**Exercise aim**. Please reproduce the records, omitting nothing and changing nothing.

+++ Exercise input

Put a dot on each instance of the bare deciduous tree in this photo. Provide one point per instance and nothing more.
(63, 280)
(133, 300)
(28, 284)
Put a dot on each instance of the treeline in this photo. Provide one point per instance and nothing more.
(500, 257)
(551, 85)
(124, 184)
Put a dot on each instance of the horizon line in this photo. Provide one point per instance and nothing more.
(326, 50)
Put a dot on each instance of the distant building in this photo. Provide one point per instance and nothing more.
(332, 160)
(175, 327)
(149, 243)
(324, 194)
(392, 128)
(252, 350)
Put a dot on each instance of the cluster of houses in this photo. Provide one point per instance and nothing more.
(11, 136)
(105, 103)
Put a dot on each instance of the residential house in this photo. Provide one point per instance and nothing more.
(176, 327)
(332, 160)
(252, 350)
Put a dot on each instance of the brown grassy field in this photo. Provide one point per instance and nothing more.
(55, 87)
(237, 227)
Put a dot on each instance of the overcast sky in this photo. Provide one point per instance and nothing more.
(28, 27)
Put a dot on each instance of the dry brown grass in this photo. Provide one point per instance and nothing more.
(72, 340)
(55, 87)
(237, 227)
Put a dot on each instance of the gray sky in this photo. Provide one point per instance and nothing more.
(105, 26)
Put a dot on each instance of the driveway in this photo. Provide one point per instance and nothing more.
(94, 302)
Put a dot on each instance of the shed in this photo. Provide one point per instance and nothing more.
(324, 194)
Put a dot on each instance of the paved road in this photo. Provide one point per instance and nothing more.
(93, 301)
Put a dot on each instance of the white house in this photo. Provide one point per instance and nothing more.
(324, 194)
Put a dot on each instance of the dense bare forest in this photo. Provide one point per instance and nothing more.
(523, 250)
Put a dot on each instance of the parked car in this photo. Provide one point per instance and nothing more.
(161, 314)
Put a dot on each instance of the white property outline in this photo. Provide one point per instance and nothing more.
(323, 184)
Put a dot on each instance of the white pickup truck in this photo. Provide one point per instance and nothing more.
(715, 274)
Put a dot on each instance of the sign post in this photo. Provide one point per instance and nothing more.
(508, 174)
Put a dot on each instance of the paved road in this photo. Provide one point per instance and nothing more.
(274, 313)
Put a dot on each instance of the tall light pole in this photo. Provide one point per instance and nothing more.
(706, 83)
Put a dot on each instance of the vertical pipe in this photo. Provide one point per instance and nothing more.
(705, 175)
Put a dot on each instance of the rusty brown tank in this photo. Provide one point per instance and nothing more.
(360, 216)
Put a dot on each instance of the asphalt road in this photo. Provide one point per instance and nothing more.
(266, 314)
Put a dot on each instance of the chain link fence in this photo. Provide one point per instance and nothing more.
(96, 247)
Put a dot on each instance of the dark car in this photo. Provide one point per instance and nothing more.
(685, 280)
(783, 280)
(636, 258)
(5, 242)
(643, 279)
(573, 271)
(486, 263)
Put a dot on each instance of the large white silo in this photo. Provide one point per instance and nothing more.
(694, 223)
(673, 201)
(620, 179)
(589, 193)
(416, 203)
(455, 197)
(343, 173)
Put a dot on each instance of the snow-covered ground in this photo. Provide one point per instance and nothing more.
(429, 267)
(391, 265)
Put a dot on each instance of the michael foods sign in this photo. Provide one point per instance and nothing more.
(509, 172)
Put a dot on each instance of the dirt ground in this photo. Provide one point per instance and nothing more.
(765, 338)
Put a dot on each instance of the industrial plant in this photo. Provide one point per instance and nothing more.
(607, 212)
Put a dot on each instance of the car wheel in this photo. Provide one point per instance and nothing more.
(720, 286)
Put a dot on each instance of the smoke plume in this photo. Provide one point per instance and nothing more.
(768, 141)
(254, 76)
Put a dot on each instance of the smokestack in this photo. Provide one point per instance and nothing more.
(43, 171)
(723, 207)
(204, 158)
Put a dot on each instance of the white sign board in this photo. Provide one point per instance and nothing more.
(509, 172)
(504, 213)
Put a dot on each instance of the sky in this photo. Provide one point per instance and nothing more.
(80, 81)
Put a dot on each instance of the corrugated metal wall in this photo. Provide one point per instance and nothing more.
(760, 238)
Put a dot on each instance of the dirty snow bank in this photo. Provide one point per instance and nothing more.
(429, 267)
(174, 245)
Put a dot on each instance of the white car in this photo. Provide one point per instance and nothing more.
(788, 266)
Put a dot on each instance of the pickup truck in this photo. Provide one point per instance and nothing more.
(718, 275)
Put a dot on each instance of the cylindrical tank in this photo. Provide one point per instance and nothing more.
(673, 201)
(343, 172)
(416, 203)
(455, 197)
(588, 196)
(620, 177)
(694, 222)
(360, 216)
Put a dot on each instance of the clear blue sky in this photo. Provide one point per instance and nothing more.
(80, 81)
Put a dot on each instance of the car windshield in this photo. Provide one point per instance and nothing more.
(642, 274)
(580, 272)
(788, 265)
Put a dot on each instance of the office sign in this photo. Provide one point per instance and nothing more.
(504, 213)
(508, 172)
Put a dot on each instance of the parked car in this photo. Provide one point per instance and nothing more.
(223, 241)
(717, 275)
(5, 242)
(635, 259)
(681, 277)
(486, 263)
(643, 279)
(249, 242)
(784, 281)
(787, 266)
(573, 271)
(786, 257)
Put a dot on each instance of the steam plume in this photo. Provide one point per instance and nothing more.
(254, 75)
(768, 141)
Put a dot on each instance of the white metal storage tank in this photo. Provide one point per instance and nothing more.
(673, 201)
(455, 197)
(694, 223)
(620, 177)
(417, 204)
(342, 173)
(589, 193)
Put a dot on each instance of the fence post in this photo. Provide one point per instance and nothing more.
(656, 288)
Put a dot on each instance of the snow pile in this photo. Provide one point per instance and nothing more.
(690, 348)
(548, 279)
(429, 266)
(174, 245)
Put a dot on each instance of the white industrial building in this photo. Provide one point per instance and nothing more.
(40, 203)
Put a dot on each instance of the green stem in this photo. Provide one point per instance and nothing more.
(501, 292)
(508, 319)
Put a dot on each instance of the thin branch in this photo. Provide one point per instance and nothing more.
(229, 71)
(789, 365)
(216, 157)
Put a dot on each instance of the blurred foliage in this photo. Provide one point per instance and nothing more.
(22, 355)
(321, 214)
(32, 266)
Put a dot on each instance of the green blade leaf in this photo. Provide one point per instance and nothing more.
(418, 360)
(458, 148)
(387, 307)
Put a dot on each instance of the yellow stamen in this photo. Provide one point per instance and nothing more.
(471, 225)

++++++

**Expected output**.
Put a dot on each instance of the bare deciduous tree in this photo. Provide one point per instance and nothing more.
(63, 280)
(133, 300)
(28, 284)
Put a dot on each instance of the treeline in this photo. Provide one point per instance and nothing more.
(500, 257)
(551, 85)
(124, 184)
Put a dot on each instance of the horizon line in this photo. Provide one point per instance and nothing more.
(326, 50)
Put a dot on each instance of the distant building in this photo. Provide one point per instance and nothing more.
(332, 160)
(175, 327)
(149, 243)
(324, 194)
(392, 128)
(252, 350)
Put a dot on each instance of the cluster of houses in this photo. Provide one point per instance and nothing more.
(11, 136)
(105, 103)
Put a dot on each instance of the residential house in this photo. Provide one point per instance and nothing more.
(176, 327)
(332, 160)
(252, 350)
Put a dot on each instance of the brown grassy field in this photo. Provide one point per instance and nothing more.
(55, 87)
(237, 227)
Put a dot on each instance of the overcast sky in this photo. Provide one point per instance and nothing more.
(28, 27)
Put a dot on each instance of the dry brown grass in this photo. Provide one point per instance and nothing more.
(72, 340)
(55, 87)
(237, 227)
Put a dot on each instance of the gray sky in this photo. Provide one point per instance and nothing more.
(105, 26)
Put a dot on each instance of the driveway in this photo. Provide one point per instance and nothing more.
(94, 302)
Put a dot on each instance of the shed in this photo. Provide one point per instance and nothing more.
(324, 194)
Put a dot on each instance of the paved road in this photo. Provide one point per instance and nothing more.
(93, 301)
Put a dot on each instance of the white house in this photo. Provide one point per instance and nothing more.
(324, 194)
Put a dot on each instance of the dense bare forest in this photo. Provide one point per instance and nothing more.
(523, 250)
Put a dot on each instance of the parked car in this photo. Provide one point per instance and nothing more.
(161, 314)
Put a dot on each instance of the white property outline in this photo. Provide one point per instance and nothing more.
(323, 184)
Put a dot on each instance of the white pickup truck in this photo. Provide one point per instance and nothing more.
(715, 274)
Put a dot on each instance of the sign post in this photo. Provide one point per instance and nothing more.
(508, 174)
Put a dot on each instance of the paved road in this photo. Provide one point per instance and nothing more.
(274, 313)
Put a dot on each instance of the tall light pole in this photo. Provide one point per instance and nothing more.
(706, 83)
Put a dot on each instance of the vertical pipe in this photo. Provide one point per instance and nothing more.
(705, 175)
Put a dot on each instance of the rusty brown tank in this photo. Provide one point per instance and nothing more.
(360, 216)
Put a dot on each instance of the asphalt road in this photo. Provide one point per instance and nothing more.
(266, 314)
Put a dot on each instance of the chain link fence in this photo. Provide one point per instance and nothing more.
(96, 247)
Put a dot on each instance of the dark car in this photo. Provide one point per instance and nothing more.
(685, 280)
(783, 280)
(636, 258)
(5, 242)
(643, 279)
(573, 271)
(486, 263)
Put a dot on each instance of the large white silo in this photo. Provide one point per instance and nothing more.
(694, 223)
(673, 201)
(620, 179)
(589, 193)
(416, 203)
(455, 197)
(343, 173)
Put a dot on each instance of the snow-covered ground in this photo. Provide one point per instance and nothing more.
(429, 267)
(391, 265)
Put a dot on each instance of the michael foods sign in this photo. Provide one point per instance and nothing more.
(509, 172)
Put a dot on each instance of the dirt ground in this photo. Provide one point per instance and nothing more.
(765, 338)
Put a dot on each instance of the industrial plant in this photo. Provide one point per instance and nothing more.
(607, 212)
Put a dot on each instance of the car wheel in this photo. Provide one point per instance and nothing more.
(720, 286)
Put a dot on each instance of the smoke plume in this photo. Provide one point per instance and nothing more.
(768, 141)
(254, 76)
Put a dot on each instance of the smokestack in this photo. Provide one point per instance and nothing more.
(43, 171)
(723, 207)
(204, 158)
Put a dot on each instance of the white sign board in this photo. Provide one point per instance and nothing more.
(509, 172)
(504, 213)
Put a dot on each instance of the sky in this photo. Provide one point per instance and nothing more.
(80, 81)
Put a dot on each instance of the corrugated metal wall in this photo. Provide one point per instance and nothing more.
(760, 238)
Put a dot on each instance of the dirty snow bank in this photo. Provide one point per instance and nothing more.
(429, 267)
(174, 245)
Put a dot on each instance of the white car in this photo. Provide one point per instance and nothing more.
(788, 266)
Put a dot on each instance of the pickup truck in this photo. Provide one point per instance and nothing more.
(718, 275)
Put a dot on each instance of the cylindrical tank in this photo. Provide one point per instance and nothing more.
(673, 201)
(343, 172)
(416, 203)
(455, 197)
(588, 196)
(620, 177)
(694, 222)
(360, 216)
Put a dot on each instance of the clear blue sky in this photo. Provide one point per instance and nothing more.
(80, 81)
Put a dot on each instance of the car windshield in this photo. Provide one point per instance and nothing more.
(642, 274)
(580, 272)
(788, 265)
Put a dot on each instance of the office sign in this photo. Provide one point per instance and nothing more.
(504, 213)
(508, 172)
Put a dot on each instance of the parked car in this photo. Provide one point per instance and nothing more.
(223, 241)
(717, 275)
(5, 242)
(635, 259)
(681, 277)
(486, 263)
(643, 279)
(249, 242)
(784, 281)
(787, 266)
(573, 271)
(786, 257)
Put a dot on each instance of the steam plume in this photo. Provide one point per instance and nothing more.
(254, 75)
(768, 141)
Put a dot on each instance of the white metal storage tank in this photo. Provide one point per instance and nothing more.
(673, 201)
(455, 197)
(694, 223)
(620, 177)
(417, 204)
(342, 173)
(589, 193)
Put a dot on each instance of the fence post in this photo. Provide one point per instance and nothing more.
(656, 288)
Put a dot on each instance of the snow pile in this photo. Provide one point per instance and nothing more.
(690, 348)
(548, 279)
(429, 266)
(174, 245)
Put a dot on each instance of the white industrial building in this photo. Provide one point per instance and nothing more.
(40, 203)
Put a dot on each instance of the green stem in this photo. Provide one point per instance and nothing more.
(501, 292)
(508, 319)
Put a dot on each instance of the thin branch in this photo. Provide one point per instance and nothing more.
(229, 71)
(789, 365)
(216, 157)
Put a dot on each instance of the blurred foliage in this photo. Provide one point per instance and nothing more.
(22, 355)
(321, 214)
(32, 266)
Put a dot on each instance of the green blade leaf in this photo. Provide one point per instance and nothing more.
(418, 360)
(458, 148)
(387, 307)
Put a dot on each instance of the yellow stamen in this photo. Provide one point per instance and nothing more.
(471, 225)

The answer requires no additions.